* What you need to do:
1) Answer these questions about the speech:
(a) Who gave the speech, and on what date?
(b) What office does Luo Huining direct?
(c) Which Belt and Road Summit does the speaker welcome people to?
2) Pull out word for word everything in the speech from "Go to main content" down to "and Road Summit.".

* Document passage:
====

Go to main content
Speech by CE at Belt and Road Summit (English only) (with photos/video)
     ​Following is the speech by the Chief Executive, Mr John Lee, at the Belt and Road Summit today (August 31):
The Honourable Vice Premier Han Zheng, Director Luo Huining (Director of the Liaison Office of the Central People's Government in the Hong Kong Special Administrative Region (HKSAR)), Acting Commissioner Yang Yirui (Acting Commissioner of the Office of the Commissioner of the Ministry of Foreign Affairs in the HKSAR), Mr Peter Lam (Chairman of the Hong Kong Trade Development Council), distinguished guests, ladies and gentlemen,
     ​Good morning from Hong Kong, and good day to those of you joining from abroad. I warmly welcome you all to the seventh Belt and Road Summit.

====

* Information given:
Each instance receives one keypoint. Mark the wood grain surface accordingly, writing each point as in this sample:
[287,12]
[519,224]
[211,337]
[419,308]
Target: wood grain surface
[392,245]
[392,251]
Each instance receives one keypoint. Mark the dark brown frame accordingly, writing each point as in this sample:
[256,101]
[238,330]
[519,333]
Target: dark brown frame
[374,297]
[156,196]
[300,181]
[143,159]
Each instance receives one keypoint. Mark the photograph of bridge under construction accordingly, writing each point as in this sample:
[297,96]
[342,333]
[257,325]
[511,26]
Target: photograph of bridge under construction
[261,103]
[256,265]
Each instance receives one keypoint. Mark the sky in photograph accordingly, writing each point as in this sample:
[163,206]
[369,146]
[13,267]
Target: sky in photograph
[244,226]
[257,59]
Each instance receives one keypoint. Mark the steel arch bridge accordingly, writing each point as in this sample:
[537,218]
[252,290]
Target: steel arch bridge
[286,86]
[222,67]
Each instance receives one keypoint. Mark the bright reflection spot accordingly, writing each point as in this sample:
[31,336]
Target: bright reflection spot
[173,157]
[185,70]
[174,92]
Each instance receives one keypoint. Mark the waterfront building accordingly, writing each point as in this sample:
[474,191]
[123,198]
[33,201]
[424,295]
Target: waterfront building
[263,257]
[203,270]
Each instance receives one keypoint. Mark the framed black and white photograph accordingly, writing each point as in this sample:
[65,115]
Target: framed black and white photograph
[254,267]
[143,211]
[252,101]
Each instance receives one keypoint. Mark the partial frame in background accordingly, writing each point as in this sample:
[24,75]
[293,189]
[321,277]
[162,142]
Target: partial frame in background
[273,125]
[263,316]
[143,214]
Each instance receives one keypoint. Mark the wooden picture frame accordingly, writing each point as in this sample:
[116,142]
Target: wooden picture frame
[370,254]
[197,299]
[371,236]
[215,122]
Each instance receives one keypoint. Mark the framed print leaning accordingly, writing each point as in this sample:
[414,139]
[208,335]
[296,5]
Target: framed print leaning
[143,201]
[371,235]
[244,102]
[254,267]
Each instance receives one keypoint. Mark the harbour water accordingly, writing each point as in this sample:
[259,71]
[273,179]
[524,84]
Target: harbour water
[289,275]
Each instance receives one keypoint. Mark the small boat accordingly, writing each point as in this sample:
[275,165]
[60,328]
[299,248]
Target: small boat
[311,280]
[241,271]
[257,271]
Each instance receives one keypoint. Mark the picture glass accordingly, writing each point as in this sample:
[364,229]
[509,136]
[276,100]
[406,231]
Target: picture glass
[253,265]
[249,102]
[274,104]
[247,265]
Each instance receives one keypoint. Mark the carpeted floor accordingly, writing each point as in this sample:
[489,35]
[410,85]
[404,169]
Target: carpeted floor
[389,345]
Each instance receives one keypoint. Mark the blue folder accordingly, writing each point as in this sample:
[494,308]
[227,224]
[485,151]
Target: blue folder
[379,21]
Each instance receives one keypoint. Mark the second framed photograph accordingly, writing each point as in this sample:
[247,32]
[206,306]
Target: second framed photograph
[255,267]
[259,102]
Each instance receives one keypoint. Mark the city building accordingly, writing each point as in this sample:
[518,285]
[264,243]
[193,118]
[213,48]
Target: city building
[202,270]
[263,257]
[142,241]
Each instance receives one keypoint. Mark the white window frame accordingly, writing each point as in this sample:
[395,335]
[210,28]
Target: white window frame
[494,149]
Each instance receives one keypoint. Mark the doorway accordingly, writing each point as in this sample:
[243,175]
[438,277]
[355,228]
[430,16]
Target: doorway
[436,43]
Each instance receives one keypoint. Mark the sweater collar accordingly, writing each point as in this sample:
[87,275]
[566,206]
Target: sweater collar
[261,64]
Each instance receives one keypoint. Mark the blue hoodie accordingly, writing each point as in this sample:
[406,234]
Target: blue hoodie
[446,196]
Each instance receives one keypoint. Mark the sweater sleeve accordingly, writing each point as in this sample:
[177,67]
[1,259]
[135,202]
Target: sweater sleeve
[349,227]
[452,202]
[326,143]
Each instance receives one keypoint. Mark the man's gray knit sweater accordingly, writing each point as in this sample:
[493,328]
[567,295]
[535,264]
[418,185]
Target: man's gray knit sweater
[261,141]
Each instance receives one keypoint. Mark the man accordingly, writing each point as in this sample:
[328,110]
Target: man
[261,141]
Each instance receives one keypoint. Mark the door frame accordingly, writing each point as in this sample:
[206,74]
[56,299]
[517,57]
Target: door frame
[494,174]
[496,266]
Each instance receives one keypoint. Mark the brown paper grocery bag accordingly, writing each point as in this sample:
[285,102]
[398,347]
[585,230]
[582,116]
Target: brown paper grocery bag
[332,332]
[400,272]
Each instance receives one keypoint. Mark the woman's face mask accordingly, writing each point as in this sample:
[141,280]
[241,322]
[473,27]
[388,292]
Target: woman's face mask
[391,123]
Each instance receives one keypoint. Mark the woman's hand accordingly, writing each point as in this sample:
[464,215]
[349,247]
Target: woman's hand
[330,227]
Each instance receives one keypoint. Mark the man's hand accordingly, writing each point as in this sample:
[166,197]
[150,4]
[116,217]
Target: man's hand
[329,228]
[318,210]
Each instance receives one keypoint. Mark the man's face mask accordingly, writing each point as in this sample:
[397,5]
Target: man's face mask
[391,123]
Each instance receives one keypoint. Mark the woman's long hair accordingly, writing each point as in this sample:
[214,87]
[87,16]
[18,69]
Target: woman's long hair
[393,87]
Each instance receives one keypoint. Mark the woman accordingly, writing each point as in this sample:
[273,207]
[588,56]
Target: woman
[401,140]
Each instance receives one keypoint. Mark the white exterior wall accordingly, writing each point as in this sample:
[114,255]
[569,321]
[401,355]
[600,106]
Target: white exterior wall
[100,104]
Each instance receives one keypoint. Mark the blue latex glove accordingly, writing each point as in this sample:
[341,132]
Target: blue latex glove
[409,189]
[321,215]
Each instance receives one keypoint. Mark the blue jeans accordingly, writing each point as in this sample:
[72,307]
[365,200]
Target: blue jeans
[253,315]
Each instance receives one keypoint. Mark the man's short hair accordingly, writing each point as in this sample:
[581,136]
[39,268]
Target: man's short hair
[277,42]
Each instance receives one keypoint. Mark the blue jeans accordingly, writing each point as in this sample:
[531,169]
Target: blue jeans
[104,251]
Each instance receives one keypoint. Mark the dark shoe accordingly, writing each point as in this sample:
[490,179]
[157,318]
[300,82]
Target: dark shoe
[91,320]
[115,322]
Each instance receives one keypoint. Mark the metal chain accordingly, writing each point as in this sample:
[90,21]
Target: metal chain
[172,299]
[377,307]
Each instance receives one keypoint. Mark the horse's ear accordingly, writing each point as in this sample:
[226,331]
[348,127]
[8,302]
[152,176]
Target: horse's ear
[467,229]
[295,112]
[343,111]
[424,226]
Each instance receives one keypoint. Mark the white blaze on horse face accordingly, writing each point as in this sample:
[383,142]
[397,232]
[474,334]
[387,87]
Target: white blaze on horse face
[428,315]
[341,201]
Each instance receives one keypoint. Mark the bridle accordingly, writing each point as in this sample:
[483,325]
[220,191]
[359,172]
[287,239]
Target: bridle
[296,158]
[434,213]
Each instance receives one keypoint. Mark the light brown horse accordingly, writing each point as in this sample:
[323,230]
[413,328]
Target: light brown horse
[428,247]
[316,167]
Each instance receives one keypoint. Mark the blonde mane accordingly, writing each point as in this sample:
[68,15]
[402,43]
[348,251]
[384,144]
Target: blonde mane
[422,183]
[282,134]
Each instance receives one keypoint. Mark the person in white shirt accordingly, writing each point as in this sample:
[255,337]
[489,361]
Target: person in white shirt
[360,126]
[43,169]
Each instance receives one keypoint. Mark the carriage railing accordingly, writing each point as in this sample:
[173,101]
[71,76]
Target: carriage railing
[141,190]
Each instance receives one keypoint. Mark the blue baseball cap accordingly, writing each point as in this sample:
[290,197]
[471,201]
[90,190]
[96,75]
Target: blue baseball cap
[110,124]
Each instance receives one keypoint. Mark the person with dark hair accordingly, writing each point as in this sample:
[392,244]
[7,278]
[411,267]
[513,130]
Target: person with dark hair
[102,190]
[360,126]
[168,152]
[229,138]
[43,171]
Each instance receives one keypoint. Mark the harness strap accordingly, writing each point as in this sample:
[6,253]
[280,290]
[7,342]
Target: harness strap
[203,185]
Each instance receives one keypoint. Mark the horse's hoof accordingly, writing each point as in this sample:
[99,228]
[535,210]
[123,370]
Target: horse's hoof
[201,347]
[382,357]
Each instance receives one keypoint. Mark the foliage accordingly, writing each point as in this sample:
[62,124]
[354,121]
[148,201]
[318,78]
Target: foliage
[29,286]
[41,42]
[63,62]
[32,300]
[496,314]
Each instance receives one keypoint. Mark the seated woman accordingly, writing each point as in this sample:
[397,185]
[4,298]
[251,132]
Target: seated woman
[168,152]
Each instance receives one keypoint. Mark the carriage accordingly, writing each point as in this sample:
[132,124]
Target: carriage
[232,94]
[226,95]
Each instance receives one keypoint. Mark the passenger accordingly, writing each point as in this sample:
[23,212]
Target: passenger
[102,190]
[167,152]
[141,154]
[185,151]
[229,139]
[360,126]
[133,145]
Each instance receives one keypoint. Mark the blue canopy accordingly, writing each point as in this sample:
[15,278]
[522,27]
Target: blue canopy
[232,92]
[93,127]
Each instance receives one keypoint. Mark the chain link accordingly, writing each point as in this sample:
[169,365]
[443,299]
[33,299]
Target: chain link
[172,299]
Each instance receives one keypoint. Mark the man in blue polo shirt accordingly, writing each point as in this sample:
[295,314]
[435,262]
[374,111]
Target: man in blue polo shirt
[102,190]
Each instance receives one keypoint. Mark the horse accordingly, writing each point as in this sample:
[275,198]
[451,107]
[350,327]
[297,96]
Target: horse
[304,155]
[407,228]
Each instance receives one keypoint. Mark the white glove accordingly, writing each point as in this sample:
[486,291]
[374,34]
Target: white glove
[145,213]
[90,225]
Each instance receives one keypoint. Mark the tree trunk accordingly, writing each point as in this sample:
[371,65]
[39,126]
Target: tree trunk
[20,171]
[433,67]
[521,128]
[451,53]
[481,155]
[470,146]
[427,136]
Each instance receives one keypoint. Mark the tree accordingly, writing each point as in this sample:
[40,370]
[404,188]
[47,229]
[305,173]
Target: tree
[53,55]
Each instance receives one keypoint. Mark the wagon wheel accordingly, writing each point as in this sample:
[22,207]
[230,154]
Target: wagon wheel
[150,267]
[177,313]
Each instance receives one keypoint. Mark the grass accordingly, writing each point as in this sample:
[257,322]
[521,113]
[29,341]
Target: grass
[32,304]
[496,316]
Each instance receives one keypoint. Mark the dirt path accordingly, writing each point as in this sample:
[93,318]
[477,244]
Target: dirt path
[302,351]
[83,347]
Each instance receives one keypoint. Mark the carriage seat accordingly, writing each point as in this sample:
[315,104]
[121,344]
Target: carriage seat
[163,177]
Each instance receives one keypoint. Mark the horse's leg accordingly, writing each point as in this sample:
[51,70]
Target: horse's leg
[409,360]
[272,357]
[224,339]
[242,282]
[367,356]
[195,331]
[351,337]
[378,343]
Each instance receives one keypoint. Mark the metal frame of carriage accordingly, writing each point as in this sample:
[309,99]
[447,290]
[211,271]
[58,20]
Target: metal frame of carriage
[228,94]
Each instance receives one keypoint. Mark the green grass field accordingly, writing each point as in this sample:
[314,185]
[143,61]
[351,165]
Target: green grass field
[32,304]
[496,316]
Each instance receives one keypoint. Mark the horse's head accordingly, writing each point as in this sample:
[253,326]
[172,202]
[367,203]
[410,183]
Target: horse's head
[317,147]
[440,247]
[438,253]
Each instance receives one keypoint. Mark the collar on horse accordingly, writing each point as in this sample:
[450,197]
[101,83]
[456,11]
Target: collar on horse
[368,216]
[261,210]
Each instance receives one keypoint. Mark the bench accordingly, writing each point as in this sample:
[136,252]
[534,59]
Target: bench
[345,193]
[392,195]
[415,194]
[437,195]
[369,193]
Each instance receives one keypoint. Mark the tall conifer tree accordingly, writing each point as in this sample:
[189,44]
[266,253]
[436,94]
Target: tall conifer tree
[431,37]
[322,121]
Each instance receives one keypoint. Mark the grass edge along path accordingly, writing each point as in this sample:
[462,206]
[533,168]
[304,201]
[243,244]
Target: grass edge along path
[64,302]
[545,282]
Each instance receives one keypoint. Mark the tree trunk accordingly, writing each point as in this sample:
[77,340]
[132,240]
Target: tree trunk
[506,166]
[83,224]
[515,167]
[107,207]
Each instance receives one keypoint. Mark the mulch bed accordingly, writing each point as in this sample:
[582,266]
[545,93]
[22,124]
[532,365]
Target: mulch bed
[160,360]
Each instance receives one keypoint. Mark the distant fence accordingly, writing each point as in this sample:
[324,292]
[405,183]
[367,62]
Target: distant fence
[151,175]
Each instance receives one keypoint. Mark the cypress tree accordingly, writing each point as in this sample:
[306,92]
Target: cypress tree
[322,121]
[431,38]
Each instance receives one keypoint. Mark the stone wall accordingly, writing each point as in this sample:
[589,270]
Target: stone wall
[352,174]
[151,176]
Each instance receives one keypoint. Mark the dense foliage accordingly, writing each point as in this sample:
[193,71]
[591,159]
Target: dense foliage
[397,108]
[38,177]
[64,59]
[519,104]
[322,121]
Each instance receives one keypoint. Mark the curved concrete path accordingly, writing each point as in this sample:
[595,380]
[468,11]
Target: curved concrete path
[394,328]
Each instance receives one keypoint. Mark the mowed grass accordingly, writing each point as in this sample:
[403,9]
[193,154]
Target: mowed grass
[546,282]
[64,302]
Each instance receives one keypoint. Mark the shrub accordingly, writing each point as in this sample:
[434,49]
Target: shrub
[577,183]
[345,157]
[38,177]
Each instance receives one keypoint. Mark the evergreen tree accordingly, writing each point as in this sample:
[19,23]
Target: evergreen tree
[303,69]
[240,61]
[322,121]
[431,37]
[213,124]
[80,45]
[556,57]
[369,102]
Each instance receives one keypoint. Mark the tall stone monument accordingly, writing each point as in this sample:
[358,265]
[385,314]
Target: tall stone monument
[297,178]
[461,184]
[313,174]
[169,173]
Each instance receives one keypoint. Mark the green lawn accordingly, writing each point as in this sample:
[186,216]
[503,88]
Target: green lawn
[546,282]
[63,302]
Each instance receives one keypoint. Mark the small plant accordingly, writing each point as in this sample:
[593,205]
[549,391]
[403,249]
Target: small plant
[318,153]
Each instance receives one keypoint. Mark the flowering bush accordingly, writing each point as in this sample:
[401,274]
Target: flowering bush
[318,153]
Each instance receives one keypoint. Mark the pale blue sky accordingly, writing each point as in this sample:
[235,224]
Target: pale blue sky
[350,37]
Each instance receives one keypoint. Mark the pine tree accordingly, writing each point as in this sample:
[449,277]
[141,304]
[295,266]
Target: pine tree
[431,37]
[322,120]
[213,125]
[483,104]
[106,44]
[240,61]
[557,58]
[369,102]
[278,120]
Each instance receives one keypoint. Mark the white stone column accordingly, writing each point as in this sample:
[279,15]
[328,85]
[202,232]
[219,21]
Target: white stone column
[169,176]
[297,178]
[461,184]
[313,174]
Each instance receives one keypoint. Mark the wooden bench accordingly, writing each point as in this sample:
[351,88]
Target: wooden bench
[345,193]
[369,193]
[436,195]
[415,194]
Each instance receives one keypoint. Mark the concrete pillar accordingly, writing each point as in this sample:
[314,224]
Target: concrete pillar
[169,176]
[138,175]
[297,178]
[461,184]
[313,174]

====

* Solutions in order:
1)
(a) The Chief Executive, Mr John Lee, gave the speech on August 31.
(b) He is Director of the Liaison Office of the Central People's Government in the Hong Kong Special Administrative Region (HKSAR).
(c) The seventh Belt and Road Summit.

2)
Go to main content
Speech by CE at Belt and Road Summit (English only) (with photos/video)
     ​Following is the speech by the Chief Executive, Mr John Lee, at the Belt and Road Summit today (August 31):
The Honourable Vice Premier Han Zheng, Director Luo Huining (Director of the Liaison Office of the Central People's Government in the Hong Kong Special Administrative Region (HKSAR)), Acting Commissioner Yang Yirui (Acting Commissioner of the Office of the Commissioner of the Ministry of Foreign Affairs in the HKSAR), Mr Peter Lam (Chairman of the Hong Kong Trade Development Council), distinguished guests, ladies and gentlemen,
     ​Good morning from Hong Kong, and good day to those of you joining from abroad. I warmly welcome you all to the seventh Belt and Road Summit.